Text section:
# Long overdue trip to WV



## TheCream (Mar 19, 2009)

I love small stream trout fishing in WV. Tight quarters, small waters, gorgeous fish. It's stuff we just don't really have in Ohio, at least not in enjoyable/accessible populations. The last time I was in my favorite WV area was November of 2017, making last year the first WV-less fishing year for me in over a decade. My favorite time to fish the area is late May-mid June, with good water levels, lots of bug life, and usually very active fish. I watched the weather for the last week and saw a good window to take a day off and head for the mountains. My trip started yesterday with a 3:30AM alarm, and I was on the road by...










Day trips suck, IMHO. I'd much rather drive down the day before and camp, wake refreshed, and be on the water at dawn, but I didn't have time for that convenience this time. Almost to the destination, the scenery is pretty spectacular.










I started off "swinging for the fences" a bit, fishing big streamers on a stocked C&R section of water that usually has a lot of fish. In the past, I have moved a lot of good fish there on 4" and bigger streamers, and this was no exception. The only problem, they were smaller fish (12-14") and none of them found the hook on my big white Bow River Bugger. I had several swipes, a few follows, but no hookups. A big fish there, even though it was first thing in the morning, I knew would have just been the icing on the cake. The real attraction for me there is the small stream brookies and rainbows. Wild, gorgeous fish in small spaces on my little 1wt rod. I started off with an olive #14 Palomino Caddis, and never took that fly off on the first two streams. 



















Pretty much every likely looking holding spot for a fish had a fish that would rise to the caddis. The only question was would I hook the fish and get it to hand/net. I missed several starting off the morning, but finally connected with a beauty.










Even the little ones are painted nicely.



















Having fished two small streams, I moved to the primary wild trout flow in the area. In the past, I have always caught fish there but it always fished a little tougher for me. Not this trip. With some slightly deeper and rougher water, I switched to a dry-dropper rig of a #14 orange hi-vis Coachman and a 15" dropper to a #16 Frenchie. That combo just wasn't fair.

Exercise set:
A. Name every fly pattern the West Virginia trout fishing post mentions by name.
B. Carry the West Virginia trout fishing post forward, starting right after its final sentence.

Information supplied:
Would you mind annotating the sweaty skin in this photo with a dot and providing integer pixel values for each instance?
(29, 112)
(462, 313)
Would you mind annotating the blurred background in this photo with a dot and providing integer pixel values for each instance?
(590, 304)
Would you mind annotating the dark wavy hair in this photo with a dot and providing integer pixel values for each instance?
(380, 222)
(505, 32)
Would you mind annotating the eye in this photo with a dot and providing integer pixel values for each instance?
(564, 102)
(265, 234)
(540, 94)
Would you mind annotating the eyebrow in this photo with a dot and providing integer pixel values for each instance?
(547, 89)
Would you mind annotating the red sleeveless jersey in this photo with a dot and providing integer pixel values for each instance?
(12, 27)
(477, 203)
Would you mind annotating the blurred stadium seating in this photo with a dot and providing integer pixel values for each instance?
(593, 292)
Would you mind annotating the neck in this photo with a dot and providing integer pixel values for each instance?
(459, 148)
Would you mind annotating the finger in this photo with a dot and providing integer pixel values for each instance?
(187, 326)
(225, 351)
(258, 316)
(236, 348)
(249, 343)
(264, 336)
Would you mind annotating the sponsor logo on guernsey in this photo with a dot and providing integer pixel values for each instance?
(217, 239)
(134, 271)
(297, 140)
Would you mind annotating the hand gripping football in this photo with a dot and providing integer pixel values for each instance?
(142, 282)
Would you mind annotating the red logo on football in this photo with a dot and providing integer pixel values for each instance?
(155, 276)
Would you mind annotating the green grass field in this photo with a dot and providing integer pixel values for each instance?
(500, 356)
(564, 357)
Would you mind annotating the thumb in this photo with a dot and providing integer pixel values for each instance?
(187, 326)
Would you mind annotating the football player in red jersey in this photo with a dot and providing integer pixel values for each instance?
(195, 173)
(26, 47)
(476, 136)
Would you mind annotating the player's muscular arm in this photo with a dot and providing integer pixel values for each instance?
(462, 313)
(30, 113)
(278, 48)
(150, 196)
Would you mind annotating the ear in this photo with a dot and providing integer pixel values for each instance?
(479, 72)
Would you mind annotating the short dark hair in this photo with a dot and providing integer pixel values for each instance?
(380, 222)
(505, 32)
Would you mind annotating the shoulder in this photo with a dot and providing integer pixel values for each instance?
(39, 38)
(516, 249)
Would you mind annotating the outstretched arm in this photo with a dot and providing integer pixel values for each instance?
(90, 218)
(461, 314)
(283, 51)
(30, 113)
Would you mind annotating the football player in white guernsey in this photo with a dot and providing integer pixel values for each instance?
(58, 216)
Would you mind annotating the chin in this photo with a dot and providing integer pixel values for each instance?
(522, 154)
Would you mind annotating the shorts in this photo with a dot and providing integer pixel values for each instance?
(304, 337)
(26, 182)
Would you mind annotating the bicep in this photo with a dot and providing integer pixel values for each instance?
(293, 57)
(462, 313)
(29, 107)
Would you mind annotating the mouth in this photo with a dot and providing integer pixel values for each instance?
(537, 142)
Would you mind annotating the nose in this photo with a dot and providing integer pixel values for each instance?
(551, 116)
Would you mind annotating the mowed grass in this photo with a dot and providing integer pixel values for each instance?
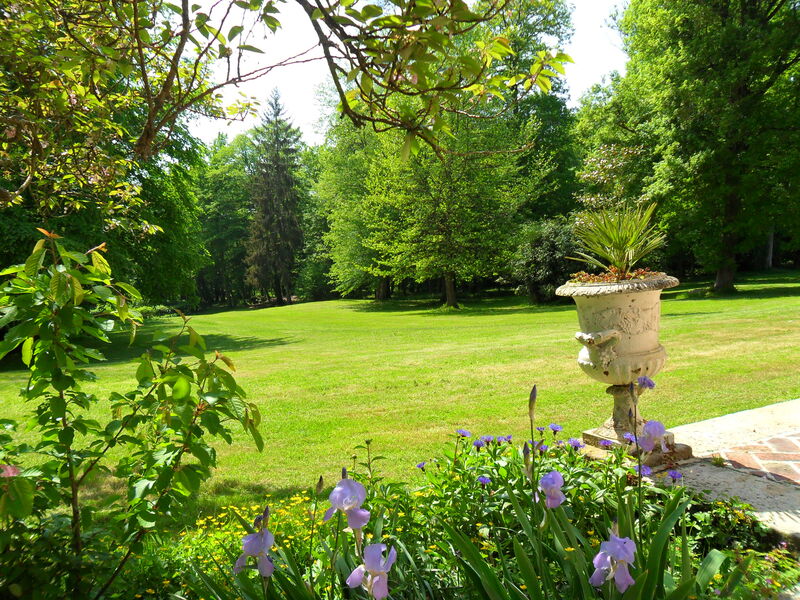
(328, 375)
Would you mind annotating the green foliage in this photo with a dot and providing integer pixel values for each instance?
(223, 191)
(540, 261)
(618, 239)
(275, 237)
(151, 448)
(704, 122)
(458, 538)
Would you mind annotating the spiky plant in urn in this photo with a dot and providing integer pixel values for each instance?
(619, 311)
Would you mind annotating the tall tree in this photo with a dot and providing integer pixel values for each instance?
(224, 199)
(719, 80)
(275, 236)
(447, 218)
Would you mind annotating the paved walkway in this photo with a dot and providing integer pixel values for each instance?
(755, 455)
(761, 450)
(776, 458)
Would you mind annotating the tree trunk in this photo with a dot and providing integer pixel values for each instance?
(383, 290)
(768, 255)
(450, 290)
(279, 300)
(724, 279)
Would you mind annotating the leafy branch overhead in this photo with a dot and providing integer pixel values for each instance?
(407, 63)
(105, 84)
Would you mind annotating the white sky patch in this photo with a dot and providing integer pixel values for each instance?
(596, 49)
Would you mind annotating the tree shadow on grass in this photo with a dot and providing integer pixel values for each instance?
(740, 294)
(120, 350)
(428, 307)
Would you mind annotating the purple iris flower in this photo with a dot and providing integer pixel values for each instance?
(373, 575)
(646, 383)
(348, 496)
(257, 545)
(612, 562)
(551, 484)
(9, 471)
(653, 433)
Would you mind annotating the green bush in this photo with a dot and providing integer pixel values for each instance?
(540, 261)
(459, 538)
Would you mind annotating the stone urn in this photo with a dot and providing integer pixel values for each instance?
(619, 324)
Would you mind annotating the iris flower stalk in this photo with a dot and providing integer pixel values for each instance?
(635, 399)
(612, 561)
(531, 420)
(317, 492)
(373, 574)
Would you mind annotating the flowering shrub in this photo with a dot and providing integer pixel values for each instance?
(479, 523)
(149, 444)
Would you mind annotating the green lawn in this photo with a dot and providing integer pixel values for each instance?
(328, 375)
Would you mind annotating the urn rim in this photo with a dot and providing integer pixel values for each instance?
(658, 281)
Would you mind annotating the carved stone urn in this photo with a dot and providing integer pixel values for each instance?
(619, 333)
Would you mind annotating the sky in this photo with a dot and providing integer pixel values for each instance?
(595, 47)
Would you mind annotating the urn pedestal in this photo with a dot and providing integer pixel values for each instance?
(619, 325)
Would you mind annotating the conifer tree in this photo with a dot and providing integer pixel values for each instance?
(275, 236)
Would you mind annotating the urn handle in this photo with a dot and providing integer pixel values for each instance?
(603, 341)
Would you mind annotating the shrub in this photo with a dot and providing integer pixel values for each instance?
(474, 525)
(540, 260)
(78, 498)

Response list:
A.
- Bow River Bugger (big white)
- Palomino Caddis (olive, #14)
- Coachman (orange hi-vis, #14)
- Frenchie (#16)

B.
I had a couple of eats on the Coachman, but mainly it was just my indicator for the Frenchie. Each good run was producing multiple fish, some of them coughing up 4-6 trout. This gorgeous brookie flopped out of my hand before I could get a better pic.










Shallow riffle water, pocket water, runs, pools, this combo was catching fish in all of them. One hole that I call "the community hole," right by a major parking area, I rarely catch more than one fish in that spot. Yesterday I caught 4. No giants, but steady action all day long. I didn't want to leave.










This little rainbow was my last fish of the day. The time had come to hit the road and get back to my family. I told my wife I'd be back for PJ and story time for the little guy, and I wasn't going to be late. This fish was the 6th fish I caught from the run behind it. I caught 4 on the first pass through, working upstream. I stopped on the way back down and caught 2 more. Ridiculous. 










Until we meet again, WV...


----------



## fishwendel2 (Nov 19, 2007)

Great report! Beautiful fish


----------



## garhtr (Jan 12, 2009)

Beautiful !
Good luck and good fishing !


----------



## Yakphisher (Jul 9, 2013)

Sweet report as usual!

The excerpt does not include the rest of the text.